TAREFAS E EXERCÍCIOS:
1. Na crônica sobre o amigo inquieto, de quem é a canção "Roda Viva" citada?
2. Como fica em inglês esta frase da crônica sobre o amigo inquieto: "Ele não pode ser normal, tem um certo borogodó que desconhece."?
3. Dê sequência à crônica sobre o amigo inquieto a partir de onde ela termina.

PÁGINA:
-*-*-
Ele não pode ser normal - por Patrícia Dantas

Imagem: Cena do filme "Paris Te Amo"

 

Normalidade e desvio parece que se conjugam na substância do desejo que não se repreende. Tenho um amigo que é assim: deixa-se perceber, é complexo, insubordinável, não se enquadra ou se encaixa em padrões, revira as pessoas pelo avesso, um misto de inteligência e despudor, um roda-viva. Ele não pode ser normal, tem um certo borogodó que desconhece.

Ele se indaga, inquieto, e me interroga em seguida: “O que você pensa sobre mim? Como me vê? Não demore a responder, tem alguma coisa errada comigo!”. Fico quase suspensa no ar, procurando fôlego, driblando a situação, porque tudo isso me fez lembrar a mesma canção de Chico Buarque, Roda Viva “Tem dias que a gente se sente/ Como quem partiu ou morreu/ Ou foi o mundo então que cresceu/ A gente quer ter voz ativa/ No nosso destino mandar/ Mas eis que chega a roda-viva/ E carrega o destino pra lá” - e mais à frente - “Roda mundo, roda-gigante/ Rodamoinho, roda pião/ O tempo rodou num instante/ Nas voltas do meu coração”. Será que só assim para definir toda a sua inquietação? Já é um bom começo para lhe dar algumas palavras!

Tudo isso me fez lembrar De perto ninguém é normal, livro de uma das maiores antropólogas atuais do Brasil, Mirian Goldenberg, também escritora já consagrada por trazer temas polêmicos como infidelidade, concordâncias e discordâncias de gênero, desejos do corpo, homens e mulheres que compartilham a vida com gostos e dissabores do envelhecimento, casamentos não aceitos e corpos que se distraem e se modificam como num piscar de olhos. O que muitas pessoas não entendem, e também acho que não entenderiam meu amigo, ainda que busquem ou se proponham a entender, não compreenderiam sua essência tão conturbada, a coisa encenada e verdadeira.
-*-*-
DADOS FORNECIDOS:

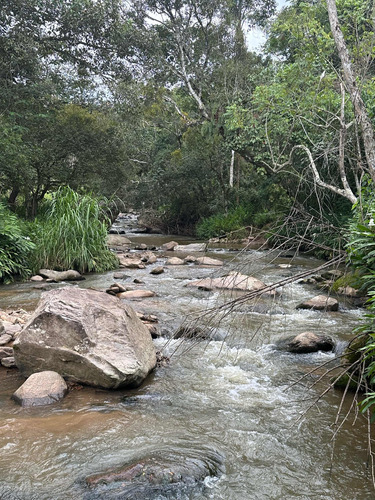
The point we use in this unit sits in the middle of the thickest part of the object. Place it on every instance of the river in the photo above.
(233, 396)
-*-*-
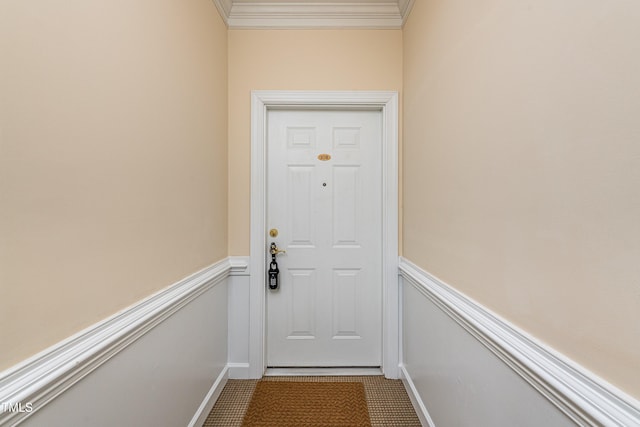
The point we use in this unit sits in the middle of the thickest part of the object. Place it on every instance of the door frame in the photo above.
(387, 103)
-*-*-
RESPOSTAS NA ORDEM:
1. De Chico Buarque.

2. He can't be normal; he has a certain charm he is unaware of.

3.
Pois bem. Enquanto segurava outro livro (que não vou falar aqui sobre ele) e abria suas páginas iniciais, buscando um resumo para escrever “uma série de inconstâncias” - claro, de homens e mulheres e outros gêneros complementares e tão conhecidos em nossa sociedade – veio logo uma enxurrada de perguntas como flechas perdidas. O que poderia eu responder? Não saberia! Talvez ele também não esperasse alguma divagação ou coisa parecida, eu estava completamente sem palavras.

Aprendi uma coisa: com meu relativo tempo de vivência e convivências múltiplas sempre que sou indagada sobre a personalidade de alguém, logo subo no palco em busca de uma crônica, como se estivesse dando formas a mim mesma. Paro alguns segundos em frente ao espelho e começo a juntar o que aparentemente está perdido, num arrebatamento assustador. Preciso de mais tempo para responder, não sou Mirian Goldenberg, que mais parece ter a palavra certa para tudo, em qualquer momento.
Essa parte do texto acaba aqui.